Task data
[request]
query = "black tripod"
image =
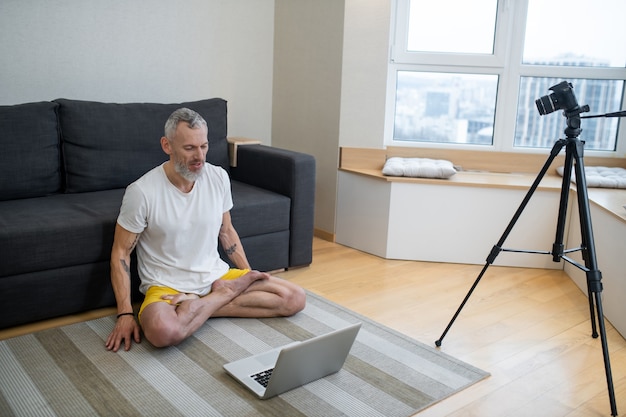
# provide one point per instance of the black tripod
(573, 158)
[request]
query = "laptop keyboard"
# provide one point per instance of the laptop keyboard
(263, 377)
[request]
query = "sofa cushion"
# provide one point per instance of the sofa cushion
(74, 229)
(108, 145)
(30, 161)
(57, 231)
(257, 211)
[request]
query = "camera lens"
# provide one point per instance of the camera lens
(546, 104)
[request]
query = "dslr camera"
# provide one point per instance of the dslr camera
(562, 98)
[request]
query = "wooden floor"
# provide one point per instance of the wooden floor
(528, 327)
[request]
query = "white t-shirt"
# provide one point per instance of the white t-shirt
(179, 231)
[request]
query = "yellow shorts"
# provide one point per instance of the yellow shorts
(154, 294)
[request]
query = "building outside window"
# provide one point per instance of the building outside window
(467, 74)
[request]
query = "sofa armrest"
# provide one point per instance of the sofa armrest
(288, 173)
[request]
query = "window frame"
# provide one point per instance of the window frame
(505, 62)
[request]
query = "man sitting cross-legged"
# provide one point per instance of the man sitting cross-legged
(174, 215)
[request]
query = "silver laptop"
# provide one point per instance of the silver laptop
(282, 369)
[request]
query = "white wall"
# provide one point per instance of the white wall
(142, 50)
(364, 82)
(307, 91)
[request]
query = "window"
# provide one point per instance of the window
(467, 74)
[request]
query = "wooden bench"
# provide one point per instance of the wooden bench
(460, 219)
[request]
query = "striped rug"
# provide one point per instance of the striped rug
(68, 372)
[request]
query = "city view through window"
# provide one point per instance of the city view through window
(458, 107)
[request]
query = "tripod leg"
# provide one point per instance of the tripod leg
(557, 247)
(594, 276)
(558, 145)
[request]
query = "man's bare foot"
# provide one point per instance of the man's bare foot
(176, 299)
(238, 285)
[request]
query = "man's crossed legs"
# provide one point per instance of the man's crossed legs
(252, 294)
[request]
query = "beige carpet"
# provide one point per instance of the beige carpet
(68, 372)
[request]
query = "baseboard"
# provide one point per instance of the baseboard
(324, 235)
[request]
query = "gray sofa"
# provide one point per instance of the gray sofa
(64, 166)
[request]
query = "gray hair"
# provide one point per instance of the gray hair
(192, 118)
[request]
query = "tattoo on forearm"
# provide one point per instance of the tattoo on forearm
(229, 251)
(125, 266)
(132, 247)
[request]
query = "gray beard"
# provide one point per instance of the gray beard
(182, 169)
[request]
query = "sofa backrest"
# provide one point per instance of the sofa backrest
(30, 160)
(109, 145)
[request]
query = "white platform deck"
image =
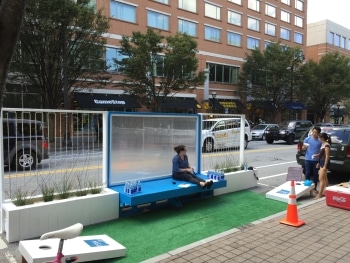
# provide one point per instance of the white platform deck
(281, 193)
(86, 248)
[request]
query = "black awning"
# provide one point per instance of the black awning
(180, 103)
(231, 104)
(99, 100)
(296, 105)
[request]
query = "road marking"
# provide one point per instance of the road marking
(275, 164)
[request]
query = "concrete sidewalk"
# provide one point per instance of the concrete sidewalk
(325, 237)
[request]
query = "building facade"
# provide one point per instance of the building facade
(225, 30)
(325, 37)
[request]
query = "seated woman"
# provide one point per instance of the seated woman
(183, 171)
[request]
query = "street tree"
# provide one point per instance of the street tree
(11, 15)
(269, 77)
(155, 70)
(60, 49)
(325, 83)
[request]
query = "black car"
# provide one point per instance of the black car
(288, 131)
(340, 148)
(24, 143)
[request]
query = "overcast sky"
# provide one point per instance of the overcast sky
(334, 10)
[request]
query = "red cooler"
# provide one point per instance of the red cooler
(338, 196)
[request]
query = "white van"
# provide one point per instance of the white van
(223, 133)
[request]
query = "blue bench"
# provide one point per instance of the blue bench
(161, 191)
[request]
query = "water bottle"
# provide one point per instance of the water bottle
(138, 186)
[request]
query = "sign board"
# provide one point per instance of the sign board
(295, 174)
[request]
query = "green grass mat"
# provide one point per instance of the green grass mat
(157, 232)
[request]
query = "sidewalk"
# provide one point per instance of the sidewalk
(324, 238)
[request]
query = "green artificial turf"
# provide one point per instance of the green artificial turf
(157, 232)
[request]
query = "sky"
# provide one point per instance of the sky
(334, 10)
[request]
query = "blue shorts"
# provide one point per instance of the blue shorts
(321, 162)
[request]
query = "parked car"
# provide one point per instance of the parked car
(340, 148)
(24, 143)
(221, 133)
(288, 131)
(324, 124)
(258, 131)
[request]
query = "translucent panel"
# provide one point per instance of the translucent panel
(142, 146)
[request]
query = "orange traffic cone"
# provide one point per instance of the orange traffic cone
(292, 210)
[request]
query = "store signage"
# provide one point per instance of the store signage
(104, 102)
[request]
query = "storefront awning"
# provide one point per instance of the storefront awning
(296, 105)
(181, 103)
(98, 100)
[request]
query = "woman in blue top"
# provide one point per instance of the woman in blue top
(183, 171)
(323, 161)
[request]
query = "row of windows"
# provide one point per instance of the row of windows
(338, 40)
(191, 5)
(127, 12)
(217, 73)
(159, 20)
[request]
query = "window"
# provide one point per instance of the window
(188, 27)
(342, 42)
(212, 34)
(163, 1)
(270, 10)
(238, 2)
(157, 20)
(285, 33)
(252, 43)
(298, 38)
(189, 5)
(113, 54)
(212, 11)
(234, 39)
(270, 29)
(298, 21)
(337, 40)
(266, 44)
(253, 24)
(254, 5)
(223, 73)
(299, 5)
(234, 18)
(123, 11)
(331, 38)
(285, 16)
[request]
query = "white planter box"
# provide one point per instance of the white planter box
(31, 221)
(237, 181)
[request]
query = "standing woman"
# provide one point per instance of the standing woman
(183, 171)
(323, 162)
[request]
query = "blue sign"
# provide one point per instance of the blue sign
(96, 243)
(283, 192)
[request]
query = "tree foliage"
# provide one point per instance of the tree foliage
(60, 47)
(325, 83)
(155, 71)
(270, 77)
(11, 14)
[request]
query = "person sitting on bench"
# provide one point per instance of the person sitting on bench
(183, 171)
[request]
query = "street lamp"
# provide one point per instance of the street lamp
(213, 94)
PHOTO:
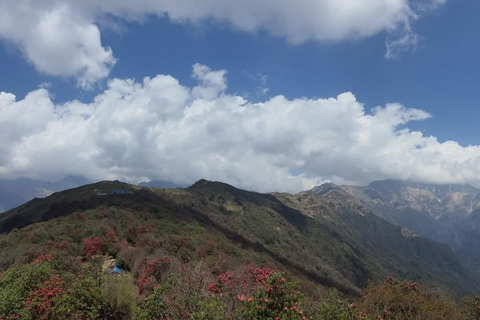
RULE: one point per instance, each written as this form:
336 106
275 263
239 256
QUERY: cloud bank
160 129
62 38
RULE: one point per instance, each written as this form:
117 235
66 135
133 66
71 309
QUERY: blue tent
116 270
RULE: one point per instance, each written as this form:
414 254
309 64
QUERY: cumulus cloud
160 129
62 38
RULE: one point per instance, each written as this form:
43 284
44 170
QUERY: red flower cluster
93 246
40 301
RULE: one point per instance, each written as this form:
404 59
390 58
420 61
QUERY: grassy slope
326 240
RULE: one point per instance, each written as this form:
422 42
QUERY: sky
270 95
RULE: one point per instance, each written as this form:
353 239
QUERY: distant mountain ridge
324 234
16 192
447 213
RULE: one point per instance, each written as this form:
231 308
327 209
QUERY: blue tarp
116 270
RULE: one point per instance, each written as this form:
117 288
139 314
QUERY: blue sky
437 75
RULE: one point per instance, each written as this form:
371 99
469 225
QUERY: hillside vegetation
214 252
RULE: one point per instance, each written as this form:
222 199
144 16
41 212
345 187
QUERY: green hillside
211 244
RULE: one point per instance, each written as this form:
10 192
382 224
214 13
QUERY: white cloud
159 129
62 38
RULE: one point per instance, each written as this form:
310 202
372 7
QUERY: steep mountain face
446 213
325 235
16 192
393 249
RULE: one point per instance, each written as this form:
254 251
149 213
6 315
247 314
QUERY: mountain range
333 236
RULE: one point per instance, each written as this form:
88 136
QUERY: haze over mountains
449 214
323 234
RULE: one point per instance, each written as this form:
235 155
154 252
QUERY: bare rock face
447 213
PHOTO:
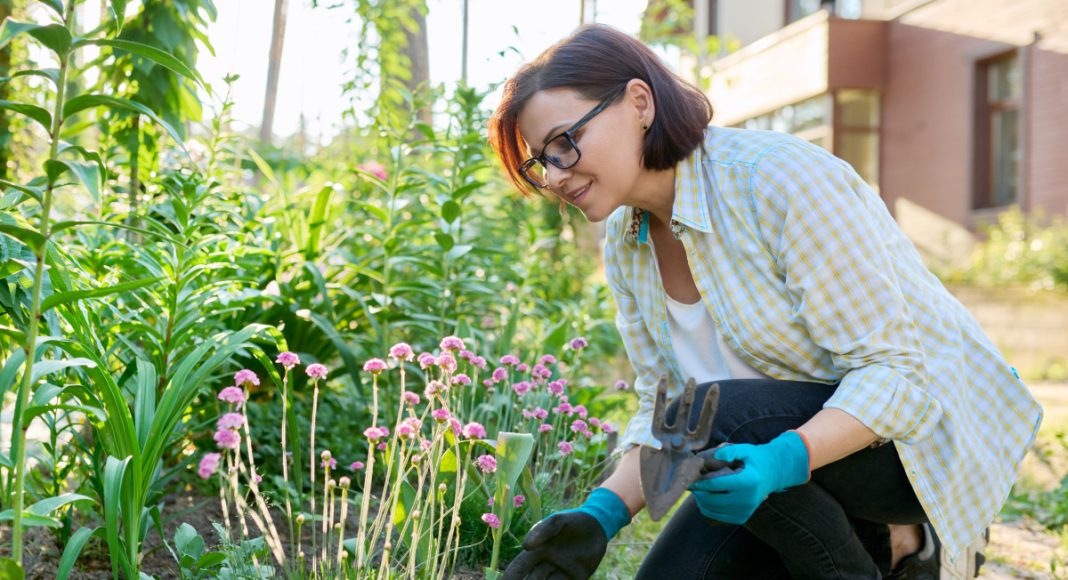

Required work
Pictures do not go in the copy; print every entry exactly as it stands.

Response area
[request]
query = "black tripod"
image =
# provide one point per instance of the black tripod
(573, 158)
[request]
query = "laptop keyboard"
# provide one point per instance of the laptop keyboard
(263, 377)
[request]
query = "sofa cushion"
# provide one point per instance of the sofa cushion
(74, 229)
(108, 145)
(30, 161)
(57, 231)
(257, 211)
[request]
query = "camera lens"
# provide one point per instance of the camera lens
(546, 104)
[request]
query = "dslr camera"
# provide one point per instance of the dslr camera
(562, 98)
[request]
query = "wooden floor"
# provide one point per instance of the wooden floor
(528, 327)
[request]
query = "white t-shirt"
# provide one point per instance of the white t-shirt
(179, 231)
[request]
query = "yellow shorts"
# provide one point per instance of the yellow shorts
(154, 294)
[request]
query = "building outside window"
# provide one point per instance of the building outside window
(467, 74)
[request]
query = "sofa armrest"
# provide one point per instance of the sofa armrest
(288, 173)
[request]
query = "window frame"
# provide one point per instance of the window frame
(505, 62)
[request]
query = "man sitting cross-legged"
# provide one point per instance of the man sitting cross-legged
(174, 215)
[request]
query = "silver laptop"
# provide one point per instance of the silver laptop
(282, 369)
[request]
query = "white wall"
# provide one point per instance of the white wall
(142, 50)
(364, 82)
(307, 91)
[request]
query = "window"
# provide one point per instance of the window
(467, 74)
[request]
query = "wooden bench"
# provide one point per instance of the wooden bench
(460, 219)
[request]
query = "striped rug"
# provide one point per instance of the striped rug
(68, 372)
[request]
query = "city view through window"
# provide one point per instance of the city view through window
(458, 107)
[request]
query = "tripod leg"
# provide one point per instance of the tripod leg
(557, 247)
(594, 276)
(558, 145)
[request]
query = "man's bare foot"
# provide one point per instance of the man's bare foot
(176, 299)
(238, 285)
[request]
query = "man's crossed legs"
# provide one point per instance of the man's crossed legs
(252, 294)
[request]
query = "beige carpet"
# provide one point per instance of the beige carpet
(68, 372)
[request]
query = "baseboard"
# provide one point per instance of the baseboard
(324, 235)
[request]
query = "gray sofa"
# provide one point per instance of the gray sofa
(64, 166)
[request]
query = "gray hair"
# provide one point per instance of the gray hair
(192, 118)
[request]
query = "tattoo on forearm"
# provide one point per instance of the tattoo on forearm
(229, 251)
(125, 266)
(132, 247)
[request]
query = "gray beard"
# provide one point per instance of the gray beard
(182, 169)
[request]
query = "sofa backrest"
# provide one point per instance of the sofa backrest
(30, 160)
(109, 145)
[request]
query = "white platform deck"
image =
# provide one point per instance of the white platform deck
(281, 193)
(86, 248)
[request]
query = "black awning"
# provide one point per instance of the black awning
(180, 103)
(231, 104)
(99, 100)
(296, 105)
[request]
query = "road marking"
# provide one point per instance of the road marking
(275, 164)
[request]
query = "concrete sidewalk"
# provide one point per instance of the concrete sidewalk
(325, 237)
[request]
query = "building facade"
# provide one point per instance of the building facade
(225, 30)
(325, 37)
[request]
query = "seated woman"
# provide one point per instance of the seated woman
(183, 171)
[request]
query = "street tree"
# provide one point per instance of the street tree
(11, 15)
(269, 77)
(155, 70)
(60, 49)
(325, 83)
[request]
query = "black car"
# provide one point per instance of the black car
(288, 131)
(340, 148)
(24, 143)
[request]
query = "overcast sky"
# provide one point per instance of the overcast sky
(334, 10)
[request]
query = "red cooler"
# provide one point per instance of the red cooler
(338, 196)
[request]
query = "white van"
# provide one point per instance of the white van
(223, 133)
[request]
query = "blue bench"
# provide one point per instance of the blue bench
(161, 191)
[request]
query = "water bottle"
# provide one point per instance of the water bottle
(138, 186)
[request]
query = "sign board"
# provide one point per instance of the sign board
(295, 174)
[request]
query = "green grass mat"
# provide one point per instance of the green grass mat
(157, 232)
[request]
query = "sidewalk"
# provide one point per instance of the sidewalk
(324, 238)
[request]
query = "green artificial turf"
# provide one point per instance of the green artificial turf
(157, 232)
[request]
query = "sky"
# provide one point per instance of the sky
(334, 10)
[request]
query = "blue shorts"
# provide one point per instance of the blue shorts
(321, 162)
[request]
query = "parked car"
# provide one point per instance of the parked car
(340, 148)
(24, 143)
(221, 133)
(288, 131)
(324, 124)
(258, 131)
[request]
query = "translucent panel"
# provide one point per instance of the translucent panel
(142, 146)
[request]
query = "orange traffic cone"
# provide one point per instance of the orange traffic cone
(292, 210)
[request]
query = "store signage"
# provide one point per instance of the store signage
(104, 102)
[request]
query = "storefront awning"
# provide one point per instance of the storefront awning
(296, 105)
(181, 103)
(98, 100)
[request]
query = "woman in blue top"
# provide one point per instance of the woman in blue top
(183, 171)
(323, 161)
[request]
query = "row of windows"
# provide one point per instance of the row of windows
(338, 40)
(191, 5)
(127, 12)
(217, 73)
(159, 20)
[request]
query = "window"
# provide one point per instance of the window
(188, 27)
(342, 42)
(212, 34)
(163, 1)
(270, 10)
(238, 2)
(157, 20)
(285, 33)
(252, 43)
(298, 38)
(189, 5)
(113, 54)
(212, 11)
(234, 39)
(270, 29)
(298, 21)
(337, 40)
(266, 44)
(253, 24)
(254, 5)
(223, 73)
(299, 5)
(234, 18)
(123, 11)
(331, 38)
(285, 16)
[request]
query = "white planter box"
# provide one point per instance of the white planter box
(31, 221)
(237, 181)
[request]
query = "standing woman"
# provide one point per instance of the standing woman
(183, 171)
(323, 162)
[request]
query = "blue sign"
# provide one point per instance of the blue sign
(96, 243)
(283, 192)
[request]
query = "tree foliage"
# provide one point per instance of the tree foliage
(60, 47)
(325, 83)
(155, 71)
(270, 77)
(11, 14)
[request]
query = "person sitting on bench"
# provide one point per instance of the person sitting on bench
(183, 171)
[request]
query = "street lamp"
# provide one point per instance of the street lamp
(213, 94)
PHOTO:
RULE: one point per instance, each written as this form:
336 106
275 263
239 256
QUERY: cloud bank
160 129
62 38
RULE: one point per instance, each written as this form:
117 235
66 135
133 66
71 309
QUERY: blue tent
116 270
RULE: one point per instance, each written as this form:
414 254
309 64
QUERY: cumulus cloud
160 129
62 38
RULE: one point per instance, each written as this form:
43 284
44 170
QUERY: red flower cluster
93 246
40 301
RULE: one point per instance, each written as this form:
404 59
390 58
420 61
QUERY: grassy slope
326 240
RULE: one point per instance, each written as this form:
422 42
QUERY: sky
270 95
RULE: one point per instance, each written as this form:
353 239
QUERY: distant mountain ridge
324 234
16 192
447 213
RULE: one point per instance, each written as this form:
231 308
327 209
QUERY: blue tarp
116 270
RULE: one point per instance, each written as this form:
117 288
139 314
QUERY: blue sky
437 75
RULE: one point per instance, each written as this form:
371 99
469 225
QUERY: hillside vegetation
214 252
RULE: one point per instance, each written as this form:
222 199
144 16
41 212
345 187
QUERY: green hillside
211 244
RULE: one point per instance, each written as this form:
10 192
382 224
214 13
QUERY: white cloud
159 129
62 38
RULE: one point per instance, each written as this form:
310 202
372 7
QUERY: steep mountain face
446 213
325 235
16 192
393 249
RULE: one point per instance, each written as this form:
254 251
149 213
6 315
247 314
QUERY: mountain range
333 236
RULE: one point per instance, each written as this form:
88 136
QUERY: haze over mountains
449 214
323 234
RULE: one point per instance, each written as this form:
235 155
154 252
QUERY: bare rock face
447 213
PHOTO:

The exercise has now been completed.